» **What this task involves**:
Every entry that follows should be repeated exactly; drop the images.

BEGIN Exercise data

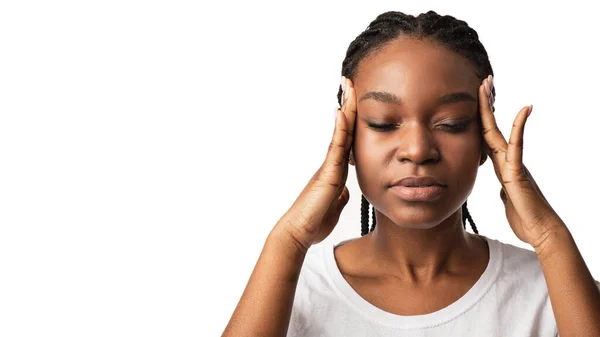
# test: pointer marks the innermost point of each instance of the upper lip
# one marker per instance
(417, 182)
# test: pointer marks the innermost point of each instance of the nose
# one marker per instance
(417, 145)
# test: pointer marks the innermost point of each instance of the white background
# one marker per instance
(148, 147)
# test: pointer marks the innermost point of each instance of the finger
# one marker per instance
(336, 155)
(491, 133)
(349, 109)
(514, 154)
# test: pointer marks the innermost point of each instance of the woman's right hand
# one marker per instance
(317, 209)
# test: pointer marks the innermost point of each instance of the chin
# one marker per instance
(417, 218)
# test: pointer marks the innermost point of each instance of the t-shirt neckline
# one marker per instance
(467, 301)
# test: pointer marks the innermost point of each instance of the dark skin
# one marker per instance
(419, 251)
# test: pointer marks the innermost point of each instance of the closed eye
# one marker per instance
(453, 128)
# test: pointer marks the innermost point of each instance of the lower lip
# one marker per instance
(429, 193)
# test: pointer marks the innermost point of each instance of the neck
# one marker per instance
(423, 255)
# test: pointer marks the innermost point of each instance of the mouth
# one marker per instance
(419, 193)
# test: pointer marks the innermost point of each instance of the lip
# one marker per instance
(428, 193)
(424, 181)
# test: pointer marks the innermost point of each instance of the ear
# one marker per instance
(483, 158)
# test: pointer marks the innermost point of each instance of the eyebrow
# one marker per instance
(388, 97)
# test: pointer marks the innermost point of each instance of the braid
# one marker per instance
(467, 215)
(450, 32)
(364, 216)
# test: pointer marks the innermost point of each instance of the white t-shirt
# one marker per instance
(509, 299)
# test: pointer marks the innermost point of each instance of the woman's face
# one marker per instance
(429, 96)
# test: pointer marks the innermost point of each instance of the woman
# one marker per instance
(416, 121)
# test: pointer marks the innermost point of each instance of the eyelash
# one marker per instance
(453, 128)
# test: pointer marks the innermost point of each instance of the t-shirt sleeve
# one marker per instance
(598, 286)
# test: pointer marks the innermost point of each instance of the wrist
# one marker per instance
(285, 235)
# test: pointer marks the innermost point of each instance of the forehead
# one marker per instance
(407, 65)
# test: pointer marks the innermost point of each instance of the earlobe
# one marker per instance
(482, 159)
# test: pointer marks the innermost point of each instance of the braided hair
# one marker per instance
(450, 32)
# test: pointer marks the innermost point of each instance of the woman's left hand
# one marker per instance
(530, 215)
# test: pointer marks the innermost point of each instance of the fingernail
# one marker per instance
(486, 85)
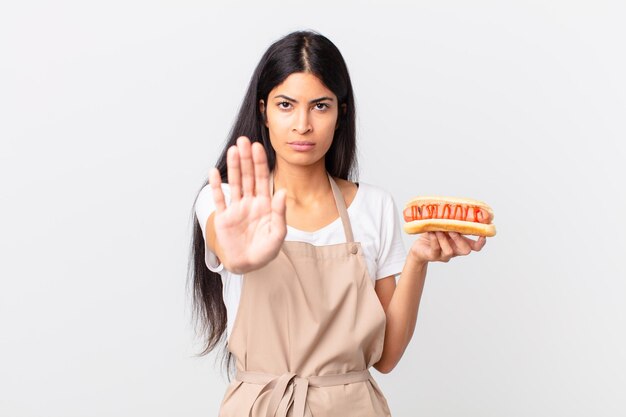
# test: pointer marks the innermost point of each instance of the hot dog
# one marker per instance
(448, 214)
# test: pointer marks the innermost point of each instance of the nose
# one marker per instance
(302, 123)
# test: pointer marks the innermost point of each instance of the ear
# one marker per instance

END Exercise data

» **Finished answer**:
# test: pointer marks the innermost point of each instance of the upper lip
# one marker per instance
(417, 182)
# test: pointer marks the innermost point of each instance of the nose
# one marker per instance
(417, 145)
# test: pointer marks the innermost point of each instance of the white background
# one marker per instance
(148, 147)
# test: pointer marks the innermost point of each instance of the finger
# one marker per instance
(336, 155)
(491, 133)
(349, 109)
(514, 154)
# test: pointer marks the innermost point of each instance of the woman's right hand
# one marker per instance
(317, 209)
# test: pointer marks the innermost point of each instance of the chin
# one marker per instance
(417, 218)
# test: pointer marks the innermost point of each instance of the t-shirt neckline
# one marker per instance
(467, 301)
# test: pointer marks the innermost point of each instance of the dark skin
# one marker per instance
(419, 251)
# test: pointer marks the innermost point of each instance of the closed eye
# one marker per instance
(453, 128)
# test: pointer marks the innermost point of each instance of the lower lip
# one marker per instance
(429, 193)
# test: pointer marks the innermost point of each instance of the neck
# one marker per instance
(423, 255)
# test: pointer marks the innermost point of each instance of the mouth
# one marker per instance
(419, 193)
# test: pointer marks the innermost point of each instance of the lip
# one marker per instance
(428, 193)
(424, 181)
# test: pointer marks the innermost point of each instance of the ear
# one marker per instance
(483, 158)
# test: pointer marks the innermost point of each instance of the eyebrow
# one marker per instance
(388, 97)
# test: pointer marks the innermost point of each instance of the braid
# one marker per instance
(467, 215)
(450, 32)
(364, 216)
# test: pointer marks the innermost point of each instance of the white t-shirt
# one marker per instance
(509, 299)
# test: pointer marks the innermost point of each instance of the woman's face
# one marker per instance
(429, 96)
# test: pointer marks the innermost point of each instance of the woman
# one marker per instance
(416, 121)
# test: pointer marks the innermost point of each instance of the eyelash
# one marker per instance
(453, 128)
# test: pointer marks the innermost point of each instance of the t-shirt sleeve
# one marker per instance
(598, 286)
# test: pointer marks the innermost point of each instance of the wrist
# one marker per instance
(285, 235)
# test: pointer marks the innermost point of each instance of the forehead
# one marker per instance
(407, 65)
# test: pointer marks the innermost point of each instance of the earlobe
# one marker per instance
(482, 159)
# test: pointer marks the innermost point of each instance of the braided hair
# one marker per instance
(450, 32)
# test: pointer marks the innermost point of each instance of the woman's left hand
# one marker per instance
(530, 215)
# test: pointer marks the innermost point of each instance of the fingernail
# one marker per instance
(486, 85)
# test: pointer marks the innermost point of each instance of the hot dog
# one marker per instance
(448, 214)
# test: pointer marks the innermost point of each instance of the nose
# one marker per instance
(302, 123)
# test: pointer marks the innermost point of each instance of the ear
# one marker per instance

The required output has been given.